## Document section
· · · ·

The task is to find if we can fill -1(empty values) of A with some positive values that also satisfy the relations between the adjacents mentioned in array B.

Examples: 

Input: N = 6, A = {8, 6, -1, -1, -1, 11}, B = {‘>’, ‘>’, ‘=’, ‘<‘, ‘>’}
Output: Yes
Explanation: Consider, A becomes {8, 6, 5, 5, 12, 11},  
It satisfies B, so the answer will be ‘Yes’.

Input: N = 5, A = {4, 1, -1, -1, 7}, B = {‘<‘, ‘<‘, ‘<‘, ‘<‘}
Output: No

Approach: The problem can be solved based on the following mathematical idea:

Use range to compare whether we can have a valid solution for a particular index and change the range accordingly.

Initially, the left range is 0 and the right range is INT_MAX. 

  • If ‘<‘ operator is encountered, then the valid range for A[i+1] is left = A[i]+1 and right = INT_MAX.
  • If ‘>’ operator is encountered, then the valid range for A[i+1] is left = 0 and right = A[i] – 1.
  • If ‘=’ operator is encountered, then the valid range for A[i+1] is left = A[i] and right = A[i]
  • Values of ranges are changed when A[i] is given, but when A[i] = -1 ranges are compared and changed according to the above-mentioned conditions
  • If left ≤ right and left ≥ 0 and right ≥ 0 is satisfied for each index position, then ‘Yes’ is returned, otherwise ‘No’ is returned.

Below is the implementation of the above approach.

C++




// C++ code for this approach
#include <bits/stdc++.h>
using namespace std;
 
// Function to check whether array A
// can be made such that all operator
// of array B holds true for each index i
string checkComparisons(int N, vector<int> A,
                        vector<char> B)
{
    // Declaring initial ranges as 0 to Infinity
    int left = 0, right = INT_MAX, index = 0;
    bool valid = 1;
    for (int i = 0; i < N - 1; i++, index++) {
 
        // If current element is not empty
        if (A[i] != -1) {
 
            // Compare normal elements
            // (non empty i.e. != -1) based on B
            if (A[i + 1] != -1) {
                if (B[index] == '>') {
                    if (A[i] <= A[i + 1])
                        return "No";
                }
                if (B[index] == '=') {
                    if (A[i] != A[i + 1])
                        return "No";
                }
                if (B[index] == '<') {
                    if (A[i] >= A[i + 1])

· · · ·

[Dataset excerpt]

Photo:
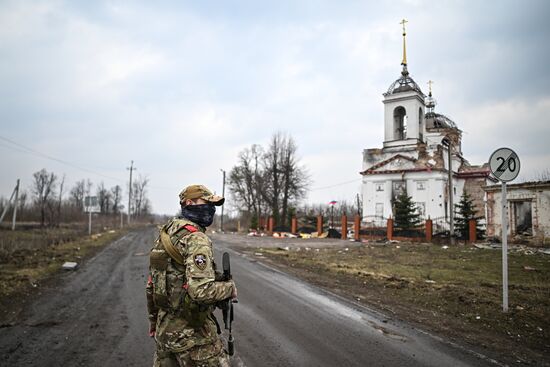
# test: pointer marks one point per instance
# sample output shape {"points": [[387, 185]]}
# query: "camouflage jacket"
{"points": [[184, 318]]}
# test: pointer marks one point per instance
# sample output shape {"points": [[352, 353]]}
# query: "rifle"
{"points": [[227, 309]]}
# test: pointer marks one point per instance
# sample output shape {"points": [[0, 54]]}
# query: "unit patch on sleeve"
{"points": [[201, 261]]}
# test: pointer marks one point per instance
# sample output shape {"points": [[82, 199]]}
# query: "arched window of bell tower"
{"points": [[400, 123], [420, 120]]}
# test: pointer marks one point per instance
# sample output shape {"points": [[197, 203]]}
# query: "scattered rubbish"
{"points": [[69, 265], [332, 233]]}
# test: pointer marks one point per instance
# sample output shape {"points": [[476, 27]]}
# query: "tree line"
{"points": [[48, 201], [269, 181]]}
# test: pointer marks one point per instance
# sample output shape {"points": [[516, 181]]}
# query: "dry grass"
{"points": [[455, 291]]}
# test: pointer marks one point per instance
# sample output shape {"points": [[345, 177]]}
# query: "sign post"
{"points": [[91, 205], [504, 164]]}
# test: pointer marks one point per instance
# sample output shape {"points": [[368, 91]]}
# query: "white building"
{"points": [[414, 157]]}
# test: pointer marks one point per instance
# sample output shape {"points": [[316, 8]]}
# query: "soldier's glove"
{"points": [[218, 277]]}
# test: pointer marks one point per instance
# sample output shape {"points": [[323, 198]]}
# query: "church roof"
{"points": [[438, 120], [404, 84]]}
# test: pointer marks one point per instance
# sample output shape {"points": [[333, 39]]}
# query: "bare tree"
{"points": [[77, 194], [60, 199], [269, 180], [245, 181], [116, 193], [103, 198], [43, 186], [139, 193], [285, 181]]}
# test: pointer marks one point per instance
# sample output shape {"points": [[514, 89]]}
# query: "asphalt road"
{"points": [[96, 316]]}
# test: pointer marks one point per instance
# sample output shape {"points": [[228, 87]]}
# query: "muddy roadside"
{"points": [[31, 260], [453, 292]]}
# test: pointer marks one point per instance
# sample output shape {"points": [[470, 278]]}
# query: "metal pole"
{"points": [[130, 190], [223, 194], [504, 249], [451, 192], [15, 206], [8, 203]]}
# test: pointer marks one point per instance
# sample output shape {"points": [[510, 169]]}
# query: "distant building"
{"points": [[414, 157], [528, 210]]}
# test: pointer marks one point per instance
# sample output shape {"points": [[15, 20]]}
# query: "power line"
{"points": [[22, 148], [335, 185]]}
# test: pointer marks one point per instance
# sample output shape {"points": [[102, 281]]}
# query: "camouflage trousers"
{"points": [[209, 355]]}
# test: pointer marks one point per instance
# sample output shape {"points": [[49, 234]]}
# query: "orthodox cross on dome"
{"points": [[404, 62]]}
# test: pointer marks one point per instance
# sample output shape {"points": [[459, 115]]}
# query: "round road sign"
{"points": [[504, 164]]}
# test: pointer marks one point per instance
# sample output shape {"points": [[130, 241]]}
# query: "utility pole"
{"points": [[131, 169], [15, 206], [447, 143], [223, 195], [16, 194]]}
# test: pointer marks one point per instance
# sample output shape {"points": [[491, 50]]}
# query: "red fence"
{"points": [[377, 228]]}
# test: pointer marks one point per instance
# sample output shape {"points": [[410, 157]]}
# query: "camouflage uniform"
{"points": [[181, 293]]}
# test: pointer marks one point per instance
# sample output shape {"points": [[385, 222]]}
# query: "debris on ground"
{"points": [[69, 265]]}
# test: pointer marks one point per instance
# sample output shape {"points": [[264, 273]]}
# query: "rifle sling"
{"points": [[170, 248]]}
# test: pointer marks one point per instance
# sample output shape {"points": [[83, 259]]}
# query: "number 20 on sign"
{"points": [[504, 164]]}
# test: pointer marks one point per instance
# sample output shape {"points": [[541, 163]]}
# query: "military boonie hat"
{"points": [[193, 192]]}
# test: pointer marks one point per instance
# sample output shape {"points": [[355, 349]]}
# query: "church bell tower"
{"points": [[404, 108]]}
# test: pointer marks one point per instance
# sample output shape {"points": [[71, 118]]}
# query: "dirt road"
{"points": [[96, 316]]}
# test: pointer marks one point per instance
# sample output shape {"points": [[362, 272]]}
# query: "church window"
{"points": [[421, 209], [400, 123], [379, 210]]}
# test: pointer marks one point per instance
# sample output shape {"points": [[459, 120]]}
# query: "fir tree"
{"points": [[465, 210], [406, 214]]}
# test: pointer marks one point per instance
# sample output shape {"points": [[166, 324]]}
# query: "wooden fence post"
{"points": [[389, 229], [429, 230], [270, 225], [357, 227], [344, 227], [472, 230]]}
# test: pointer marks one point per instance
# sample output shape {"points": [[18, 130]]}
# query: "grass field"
{"points": [[29, 256], [455, 291]]}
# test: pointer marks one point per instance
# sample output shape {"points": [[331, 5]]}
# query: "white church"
{"points": [[414, 157]]}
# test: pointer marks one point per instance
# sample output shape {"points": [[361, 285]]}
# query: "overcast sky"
{"points": [[181, 87]]}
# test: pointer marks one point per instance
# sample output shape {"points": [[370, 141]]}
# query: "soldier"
{"points": [[183, 286]]}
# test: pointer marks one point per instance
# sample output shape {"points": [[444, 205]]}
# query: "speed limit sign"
{"points": [[504, 164]]}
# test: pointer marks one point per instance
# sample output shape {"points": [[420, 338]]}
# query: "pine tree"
{"points": [[406, 214], [465, 210]]}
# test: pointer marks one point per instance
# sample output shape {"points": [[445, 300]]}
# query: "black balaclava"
{"points": [[202, 214]]}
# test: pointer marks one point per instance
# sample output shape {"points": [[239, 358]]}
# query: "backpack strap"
{"points": [[170, 248]]}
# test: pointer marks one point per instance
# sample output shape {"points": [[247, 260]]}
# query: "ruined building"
{"points": [[414, 157]]}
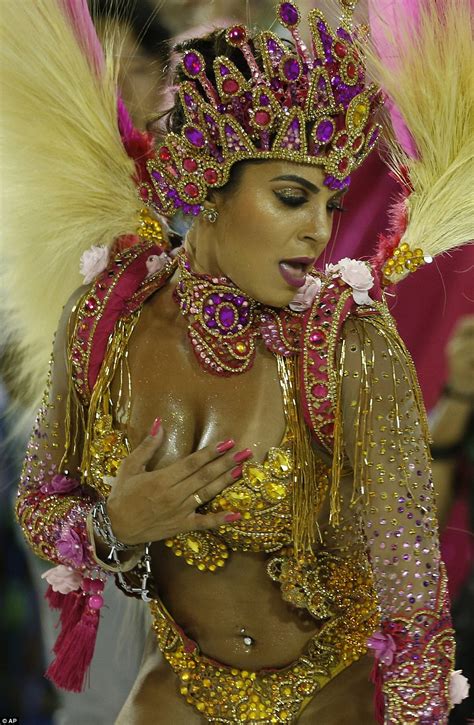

· · · ·

## Objectives
A – In the array-filling problem, what are the starting values of the left and right range?
B – Using the array-filling problem, explain why the first example's output is Yes.
C – Go on with the array-filling problem's code from its last line.

## Task answers
A – The left range starts at 0 and the right range starts at INT_MAX.

B – The empty values can be filled so that A becomes {8, 6, 5, 5, 12, 11}. That array satisfies every relation in B, so the answer is Yes.

C –
                        return "No";
                }
            }
 
            // Compare and update ranges
            // for empty spaces
            else {
                if (B[index] == '>') {
                    left = 0;
                    right = A[i] - 1;
                }
                if (B[index] == '=') {
                    left = A[i];
                    right = A[i];
                }
                if (B[index] == '<') {
                    left = A[i] + 1;
                    right = INT_MAX;
                }
            }
        }
 
        // If current element is empty
        else {
 
            // Compare and update ranges if
            // next element is not empty
            if (A[i + 1] != -1) {
                if (B[index] == '>') {
                    if (right <= A[i + 1])
                        return "No";
                }
                if (B[index] == '=') {
                    if ((left > A[i + 1])
                        || (right < A[i + 1]))
                        return "No";
                }
                if (B[index] == '<') {
                    if (left >= A[i + 1])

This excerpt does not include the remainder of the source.